TASK TO COMPLETE: Begin at the line that contains "Please tag the smiling" and repeat every line from there to the end of the records below, inclusive, without adding any other line.

GIVEN DATA:
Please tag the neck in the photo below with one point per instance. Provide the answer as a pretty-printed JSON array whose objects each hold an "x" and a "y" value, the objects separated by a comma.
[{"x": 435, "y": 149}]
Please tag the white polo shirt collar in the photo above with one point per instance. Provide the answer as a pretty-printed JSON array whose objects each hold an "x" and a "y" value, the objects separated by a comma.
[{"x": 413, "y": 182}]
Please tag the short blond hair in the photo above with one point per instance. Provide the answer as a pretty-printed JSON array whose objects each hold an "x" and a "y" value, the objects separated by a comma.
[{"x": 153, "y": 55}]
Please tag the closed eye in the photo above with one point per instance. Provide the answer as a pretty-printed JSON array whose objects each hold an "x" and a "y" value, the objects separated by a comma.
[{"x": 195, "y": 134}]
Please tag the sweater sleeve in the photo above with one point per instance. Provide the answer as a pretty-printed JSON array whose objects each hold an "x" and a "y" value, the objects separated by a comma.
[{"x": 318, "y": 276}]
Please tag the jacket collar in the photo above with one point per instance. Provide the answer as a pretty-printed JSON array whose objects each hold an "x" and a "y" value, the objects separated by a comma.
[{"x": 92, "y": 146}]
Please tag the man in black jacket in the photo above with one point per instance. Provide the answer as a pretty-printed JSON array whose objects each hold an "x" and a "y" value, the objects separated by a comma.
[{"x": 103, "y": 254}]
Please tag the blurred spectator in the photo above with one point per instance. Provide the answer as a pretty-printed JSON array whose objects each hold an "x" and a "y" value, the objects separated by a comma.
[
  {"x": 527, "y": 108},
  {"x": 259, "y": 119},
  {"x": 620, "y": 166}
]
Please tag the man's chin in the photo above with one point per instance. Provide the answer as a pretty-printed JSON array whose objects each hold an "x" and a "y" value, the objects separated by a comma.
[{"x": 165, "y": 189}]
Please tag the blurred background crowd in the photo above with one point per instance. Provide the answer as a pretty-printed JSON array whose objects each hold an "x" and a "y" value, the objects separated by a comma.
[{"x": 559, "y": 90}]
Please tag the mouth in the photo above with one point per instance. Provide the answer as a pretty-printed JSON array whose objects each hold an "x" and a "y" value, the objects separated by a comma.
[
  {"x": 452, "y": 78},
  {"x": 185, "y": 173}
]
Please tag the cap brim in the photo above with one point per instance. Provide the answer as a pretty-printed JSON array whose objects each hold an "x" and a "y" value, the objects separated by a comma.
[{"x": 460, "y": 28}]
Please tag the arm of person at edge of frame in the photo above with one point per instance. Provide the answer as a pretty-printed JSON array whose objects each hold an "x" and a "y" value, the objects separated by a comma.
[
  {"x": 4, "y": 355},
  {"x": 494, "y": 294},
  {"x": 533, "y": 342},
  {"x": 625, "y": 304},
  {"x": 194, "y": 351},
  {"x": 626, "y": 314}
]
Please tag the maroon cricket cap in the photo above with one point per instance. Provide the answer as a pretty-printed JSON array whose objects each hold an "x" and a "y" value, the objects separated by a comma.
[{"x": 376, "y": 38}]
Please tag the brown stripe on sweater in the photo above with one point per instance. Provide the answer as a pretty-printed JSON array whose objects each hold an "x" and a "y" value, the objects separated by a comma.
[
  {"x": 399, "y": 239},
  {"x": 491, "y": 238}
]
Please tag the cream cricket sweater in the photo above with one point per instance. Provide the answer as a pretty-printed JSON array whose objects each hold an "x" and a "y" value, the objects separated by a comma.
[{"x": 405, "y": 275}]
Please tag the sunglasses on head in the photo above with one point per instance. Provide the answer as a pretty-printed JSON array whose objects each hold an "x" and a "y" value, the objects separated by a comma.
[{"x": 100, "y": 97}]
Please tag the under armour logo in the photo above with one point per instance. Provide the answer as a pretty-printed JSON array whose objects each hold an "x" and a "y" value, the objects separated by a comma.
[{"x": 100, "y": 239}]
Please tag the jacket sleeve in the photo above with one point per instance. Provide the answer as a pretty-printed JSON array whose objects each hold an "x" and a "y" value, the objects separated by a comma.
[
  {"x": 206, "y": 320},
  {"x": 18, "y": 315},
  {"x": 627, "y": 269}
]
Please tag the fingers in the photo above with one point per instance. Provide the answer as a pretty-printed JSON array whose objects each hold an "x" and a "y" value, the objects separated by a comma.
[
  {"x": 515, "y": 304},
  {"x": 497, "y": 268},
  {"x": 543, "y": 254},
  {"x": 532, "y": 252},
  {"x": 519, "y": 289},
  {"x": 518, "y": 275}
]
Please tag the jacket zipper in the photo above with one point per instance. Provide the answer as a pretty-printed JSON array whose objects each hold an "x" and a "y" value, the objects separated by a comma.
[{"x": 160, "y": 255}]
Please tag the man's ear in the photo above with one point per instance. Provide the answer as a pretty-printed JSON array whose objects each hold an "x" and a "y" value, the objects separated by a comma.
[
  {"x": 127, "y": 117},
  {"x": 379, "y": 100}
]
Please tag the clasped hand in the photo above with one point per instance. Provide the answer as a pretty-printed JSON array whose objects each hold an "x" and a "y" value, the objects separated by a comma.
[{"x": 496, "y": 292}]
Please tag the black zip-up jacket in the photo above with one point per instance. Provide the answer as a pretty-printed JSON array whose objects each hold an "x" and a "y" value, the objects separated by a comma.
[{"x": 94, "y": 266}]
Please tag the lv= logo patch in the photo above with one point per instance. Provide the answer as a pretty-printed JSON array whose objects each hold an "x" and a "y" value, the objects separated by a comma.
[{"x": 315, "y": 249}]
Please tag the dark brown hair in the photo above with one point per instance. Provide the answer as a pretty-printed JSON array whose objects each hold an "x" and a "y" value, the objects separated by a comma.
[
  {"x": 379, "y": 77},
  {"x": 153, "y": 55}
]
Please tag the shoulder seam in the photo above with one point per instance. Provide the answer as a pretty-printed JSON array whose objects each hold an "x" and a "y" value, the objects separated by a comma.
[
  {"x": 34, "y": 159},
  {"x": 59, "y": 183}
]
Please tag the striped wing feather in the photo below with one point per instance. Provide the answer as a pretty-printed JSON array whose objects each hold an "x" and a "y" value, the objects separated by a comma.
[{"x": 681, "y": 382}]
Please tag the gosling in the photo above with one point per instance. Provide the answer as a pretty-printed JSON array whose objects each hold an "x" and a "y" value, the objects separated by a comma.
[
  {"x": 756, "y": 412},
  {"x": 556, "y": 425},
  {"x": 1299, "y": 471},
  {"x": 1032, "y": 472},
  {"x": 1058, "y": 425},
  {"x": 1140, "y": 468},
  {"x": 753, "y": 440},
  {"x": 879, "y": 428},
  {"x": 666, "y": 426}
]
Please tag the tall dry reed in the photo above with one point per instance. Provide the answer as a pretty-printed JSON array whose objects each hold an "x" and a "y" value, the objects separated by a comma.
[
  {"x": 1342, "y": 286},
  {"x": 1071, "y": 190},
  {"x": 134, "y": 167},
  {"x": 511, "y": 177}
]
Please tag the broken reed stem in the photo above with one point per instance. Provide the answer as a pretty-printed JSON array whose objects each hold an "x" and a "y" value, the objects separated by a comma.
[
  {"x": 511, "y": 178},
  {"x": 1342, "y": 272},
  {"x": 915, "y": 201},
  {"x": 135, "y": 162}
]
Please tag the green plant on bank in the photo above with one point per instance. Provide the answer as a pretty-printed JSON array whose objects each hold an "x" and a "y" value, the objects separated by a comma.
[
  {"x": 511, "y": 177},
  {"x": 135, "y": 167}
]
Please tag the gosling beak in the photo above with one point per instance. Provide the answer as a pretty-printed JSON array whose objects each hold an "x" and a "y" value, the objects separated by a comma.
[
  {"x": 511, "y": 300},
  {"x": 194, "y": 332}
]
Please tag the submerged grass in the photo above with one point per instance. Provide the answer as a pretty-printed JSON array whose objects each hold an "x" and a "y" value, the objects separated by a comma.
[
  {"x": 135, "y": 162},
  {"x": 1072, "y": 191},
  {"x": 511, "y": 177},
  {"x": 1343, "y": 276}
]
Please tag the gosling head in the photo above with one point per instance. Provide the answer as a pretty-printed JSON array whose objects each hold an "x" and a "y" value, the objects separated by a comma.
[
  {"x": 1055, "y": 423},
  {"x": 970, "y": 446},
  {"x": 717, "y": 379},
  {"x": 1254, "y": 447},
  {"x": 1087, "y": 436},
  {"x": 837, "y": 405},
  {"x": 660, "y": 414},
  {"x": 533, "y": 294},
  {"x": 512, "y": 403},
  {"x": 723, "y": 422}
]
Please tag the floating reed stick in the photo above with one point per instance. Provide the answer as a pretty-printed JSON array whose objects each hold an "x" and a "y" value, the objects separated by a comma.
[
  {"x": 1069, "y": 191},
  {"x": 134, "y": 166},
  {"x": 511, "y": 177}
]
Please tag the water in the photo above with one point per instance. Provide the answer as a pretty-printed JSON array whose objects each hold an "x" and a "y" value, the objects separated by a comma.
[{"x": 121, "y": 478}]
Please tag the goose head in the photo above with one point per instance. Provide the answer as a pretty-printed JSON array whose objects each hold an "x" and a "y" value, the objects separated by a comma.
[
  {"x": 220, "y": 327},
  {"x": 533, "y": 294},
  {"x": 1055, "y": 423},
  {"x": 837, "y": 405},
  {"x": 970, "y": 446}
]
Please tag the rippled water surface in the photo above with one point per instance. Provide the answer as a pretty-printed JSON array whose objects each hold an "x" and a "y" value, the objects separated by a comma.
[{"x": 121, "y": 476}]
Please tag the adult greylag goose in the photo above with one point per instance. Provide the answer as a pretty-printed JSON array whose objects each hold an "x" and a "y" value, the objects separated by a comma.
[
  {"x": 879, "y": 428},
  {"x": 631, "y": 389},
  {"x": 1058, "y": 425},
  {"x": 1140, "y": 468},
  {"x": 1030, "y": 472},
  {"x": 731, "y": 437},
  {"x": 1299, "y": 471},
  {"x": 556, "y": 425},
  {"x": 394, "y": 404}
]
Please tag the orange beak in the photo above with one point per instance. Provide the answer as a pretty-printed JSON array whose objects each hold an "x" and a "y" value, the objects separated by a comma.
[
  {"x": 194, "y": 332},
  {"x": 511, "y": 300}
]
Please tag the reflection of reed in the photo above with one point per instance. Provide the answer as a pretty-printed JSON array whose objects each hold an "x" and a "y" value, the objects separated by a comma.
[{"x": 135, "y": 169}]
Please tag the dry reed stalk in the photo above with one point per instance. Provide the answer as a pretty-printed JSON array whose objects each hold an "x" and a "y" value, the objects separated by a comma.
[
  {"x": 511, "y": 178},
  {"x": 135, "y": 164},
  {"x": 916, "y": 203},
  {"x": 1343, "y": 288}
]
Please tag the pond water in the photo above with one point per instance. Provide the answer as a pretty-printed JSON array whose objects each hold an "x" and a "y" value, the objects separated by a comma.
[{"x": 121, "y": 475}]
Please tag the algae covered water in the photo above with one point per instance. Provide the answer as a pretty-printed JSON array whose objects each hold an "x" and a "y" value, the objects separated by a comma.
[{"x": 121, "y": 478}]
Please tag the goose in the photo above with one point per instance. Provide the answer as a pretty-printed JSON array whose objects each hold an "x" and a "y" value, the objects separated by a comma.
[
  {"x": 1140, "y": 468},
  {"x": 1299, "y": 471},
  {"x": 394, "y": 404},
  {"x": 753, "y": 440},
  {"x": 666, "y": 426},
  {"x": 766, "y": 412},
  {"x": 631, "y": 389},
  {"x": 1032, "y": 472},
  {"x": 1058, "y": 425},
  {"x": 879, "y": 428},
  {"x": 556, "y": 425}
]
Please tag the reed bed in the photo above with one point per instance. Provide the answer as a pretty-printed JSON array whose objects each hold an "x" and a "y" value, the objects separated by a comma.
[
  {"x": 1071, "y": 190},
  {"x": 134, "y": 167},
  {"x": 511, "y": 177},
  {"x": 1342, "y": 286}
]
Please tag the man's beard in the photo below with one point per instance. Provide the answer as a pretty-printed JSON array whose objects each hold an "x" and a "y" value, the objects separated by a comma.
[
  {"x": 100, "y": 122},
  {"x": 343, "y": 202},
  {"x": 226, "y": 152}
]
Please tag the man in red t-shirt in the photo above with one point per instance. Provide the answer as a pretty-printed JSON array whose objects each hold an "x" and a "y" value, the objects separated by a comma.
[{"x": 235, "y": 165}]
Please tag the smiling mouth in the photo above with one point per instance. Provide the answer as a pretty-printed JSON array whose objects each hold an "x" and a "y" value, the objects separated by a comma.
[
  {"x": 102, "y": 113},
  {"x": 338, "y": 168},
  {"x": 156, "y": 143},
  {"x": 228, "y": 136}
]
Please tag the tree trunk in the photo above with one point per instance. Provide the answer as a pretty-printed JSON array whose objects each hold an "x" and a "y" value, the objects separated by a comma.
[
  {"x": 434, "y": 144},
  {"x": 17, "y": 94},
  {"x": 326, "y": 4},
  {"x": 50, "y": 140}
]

RESPONSE TO THIS TASK:
Please tag the smiling mouth in the photo above with one point per instance. Provide the answer as a pretty-printed JSON array whose objects each hold an "x" and a "y" value, the objects separated by a comma.
[
  {"x": 102, "y": 113},
  {"x": 338, "y": 168},
  {"x": 156, "y": 143},
  {"x": 228, "y": 136}
]
Please tag the tree trunk in the photo above with one point per instance. Provide the answer as a pretty-printed JSON array whose objects each hold an "x" and a "y" value, the objects separated by a comma.
[
  {"x": 434, "y": 144},
  {"x": 17, "y": 94},
  {"x": 326, "y": 4},
  {"x": 50, "y": 140}
]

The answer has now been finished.